> [Task prompt] In the table-naming thread below, reproduce word for word the stretch from "If there are" through "sense to me.".

> [Text provided]
########################################
Re: [discuss] team entity design => table name

Posted by Kaiyun Zhang <ka...@merico.dev.INVALID>.
We had a discussion about the naming of the tables. There were 2 proposal:
1. identities, unique_identities
2. accounts, users

I personally prefer the 2nd one.

If there are no strong objections from anyone, we will first use the naming for subsequent design and discussion.


> 2022年6月16日 上午9:05,Klesh Wong <kl...@apache.org> 写道:
> 
> I see, make sense to me.
> 
> I would like to use `user` as `unified identity` as well, as I said, we picked `person` over `user` because it is ambiguous, it can be used to refer `unified identity`, or `account` on some platforms, or whoever using Apache DevLake depends on the context.
> 
> I will talk to others and post the result here, thanks for you input, very helpful.
> 
> Best
> 
> Klesh Wong
> 
> On 6/16/22 00:39, Jinglei Ren wrote:
>> OK, if `user` and `account` have been exchanged, there is surely no reason to go back. But why did you need `person`? Now `user` is the “person” you referred to, right? If so, that’s totally fine.
>> 
>> 
>> With that said, let’s clarify the root cause for the mess. Otherwise, more mess will show up in the future. The root cause is less about naming but more about the model. And a high-quality model is so critical for a data product.
########################################
Collected data
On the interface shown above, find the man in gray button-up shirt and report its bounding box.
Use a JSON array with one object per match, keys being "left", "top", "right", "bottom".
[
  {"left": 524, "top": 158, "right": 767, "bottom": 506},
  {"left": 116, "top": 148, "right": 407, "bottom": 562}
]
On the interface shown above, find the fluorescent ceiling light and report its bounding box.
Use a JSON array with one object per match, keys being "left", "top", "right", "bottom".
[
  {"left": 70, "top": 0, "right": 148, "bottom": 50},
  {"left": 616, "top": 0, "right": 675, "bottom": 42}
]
########################################
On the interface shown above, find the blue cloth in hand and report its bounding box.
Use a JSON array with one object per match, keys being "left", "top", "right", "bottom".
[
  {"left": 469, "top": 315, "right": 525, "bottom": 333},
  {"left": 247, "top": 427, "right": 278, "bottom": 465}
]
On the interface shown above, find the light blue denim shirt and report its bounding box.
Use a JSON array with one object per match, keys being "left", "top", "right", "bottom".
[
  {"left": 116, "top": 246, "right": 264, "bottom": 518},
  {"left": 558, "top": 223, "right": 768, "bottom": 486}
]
########################################
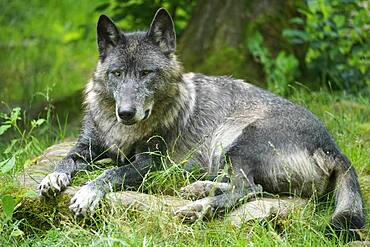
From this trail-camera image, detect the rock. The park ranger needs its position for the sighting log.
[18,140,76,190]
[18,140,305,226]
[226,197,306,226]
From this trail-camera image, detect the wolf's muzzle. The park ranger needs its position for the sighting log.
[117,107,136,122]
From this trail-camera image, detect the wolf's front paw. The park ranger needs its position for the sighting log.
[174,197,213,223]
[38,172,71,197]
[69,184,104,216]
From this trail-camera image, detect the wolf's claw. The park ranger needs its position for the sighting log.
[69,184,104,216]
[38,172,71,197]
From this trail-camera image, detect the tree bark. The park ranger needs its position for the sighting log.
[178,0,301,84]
########################################
> [Answer to this exercise]
If there are no strong objections from anyone, we will first use the naming for subsequent design and discussion.


> 2022年6月16日 上午9:05,Klesh Wong <kl...@apache.org> 写道:
> 
> I see, make sense to me.